[Extracted entries]
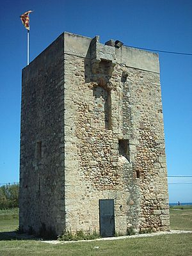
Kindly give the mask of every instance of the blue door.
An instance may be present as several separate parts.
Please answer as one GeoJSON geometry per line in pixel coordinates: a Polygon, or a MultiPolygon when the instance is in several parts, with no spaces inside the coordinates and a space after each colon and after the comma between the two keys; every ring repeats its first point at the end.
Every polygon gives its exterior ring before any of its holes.
{"type": "Polygon", "coordinates": [[[103,237],[114,236],[115,218],[113,199],[99,200],[100,235],[103,237]]]}

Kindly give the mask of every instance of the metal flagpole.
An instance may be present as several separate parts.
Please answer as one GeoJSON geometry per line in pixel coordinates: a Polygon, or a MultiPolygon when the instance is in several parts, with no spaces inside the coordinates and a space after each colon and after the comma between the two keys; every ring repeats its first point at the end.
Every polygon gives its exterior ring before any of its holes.
{"type": "Polygon", "coordinates": [[[28,65],[29,63],[29,30],[28,29],[28,65]]]}

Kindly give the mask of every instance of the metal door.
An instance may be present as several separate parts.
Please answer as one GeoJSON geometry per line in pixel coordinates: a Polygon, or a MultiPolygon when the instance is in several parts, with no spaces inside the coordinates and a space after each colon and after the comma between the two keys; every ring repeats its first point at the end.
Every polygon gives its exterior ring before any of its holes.
{"type": "Polygon", "coordinates": [[[114,236],[115,218],[113,199],[99,200],[100,235],[103,237],[114,236]]]}

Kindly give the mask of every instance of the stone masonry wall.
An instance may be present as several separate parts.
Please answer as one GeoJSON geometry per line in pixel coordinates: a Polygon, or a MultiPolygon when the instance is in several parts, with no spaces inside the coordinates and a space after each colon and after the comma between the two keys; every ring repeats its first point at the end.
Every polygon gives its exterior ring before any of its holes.
{"type": "Polygon", "coordinates": [[[63,35],[22,71],[19,226],[65,228],[63,35]]]}
{"type": "Polygon", "coordinates": [[[62,34],[23,70],[20,175],[25,232],[99,232],[100,199],[116,233],[169,230],[157,55],[62,34]]]}
{"type": "Polygon", "coordinates": [[[112,72],[104,60],[93,70],[88,49],[65,54],[66,228],[99,232],[99,200],[115,199],[116,232],[168,230],[159,74],[116,54],[112,72]]]}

[Task requirements]
Quote every line of the records above exactly; no picture is to be copied.

[Problem solution]
Kindly give the mask of every instance of the blue door.
An instance may be present as several separate parts.
Please answer as one GeoJSON geometry per line in pixel coordinates: a Polygon, or a MultiPolygon when the instance is in several parts, with no spaces inside the coordinates and a space after each colon and after the comma between the two keys; every ring repeats its first point at the end.
Every polygon gives its exterior ring before any of its holes.
{"type": "Polygon", "coordinates": [[[103,237],[114,236],[115,218],[113,199],[99,200],[100,235],[103,237]]]}

Kindly give the mask of every instance of the metal flagpole.
An instance may be present as several separate parts.
Please answer as one GeoJSON geometry per line in pixel coordinates: a Polygon, or a MultiPolygon when the instance is in several parts, with no spaces inside the coordinates and a space after each colon and after the comma between the two keys; every ring repeats its first point at the end.
Every polygon gives its exterior ring before any of its holes.
{"type": "Polygon", "coordinates": [[[28,65],[29,63],[29,30],[28,29],[28,65]]]}

Kindly give the mask of every instance of the metal door.
An instance may be present as several separate parts.
Please answer as one GeoJSON geometry per line in pixel coordinates: a Polygon, or a MultiPolygon when the instance is in several parts, with no spaces inside the coordinates and a space after each colon and after the comma between the two keys; every ring repeats its first point at the end.
Every polygon gives its exterior ring before any of its holes.
{"type": "Polygon", "coordinates": [[[114,236],[115,218],[113,199],[99,200],[100,235],[103,237],[114,236]]]}

Kindly give the mask of every instance of the stone masonry wall.
An instance may be present as several separate parts.
Please answer as one GeoJSON geometry per line in pixel coordinates: a Polygon, or a MultiPolygon when the instance is in several parts, with no spaces inside the coordinates and a space after each colon and after the comma between the two keys; every ring repeats its first point at the end.
Every polygon gives its exterior ring before any of its holes.
{"type": "Polygon", "coordinates": [[[63,35],[22,71],[19,226],[65,228],[63,35]]]}
{"type": "Polygon", "coordinates": [[[62,34],[23,70],[20,175],[25,232],[99,232],[100,199],[116,233],[169,230],[157,55],[62,34]]]}
{"type": "Polygon", "coordinates": [[[112,72],[104,60],[93,70],[88,49],[65,54],[66,228],[99,232],[99,200],[115,199],[116,232],[168,230],[159,74],[116,54],[112,72]]]}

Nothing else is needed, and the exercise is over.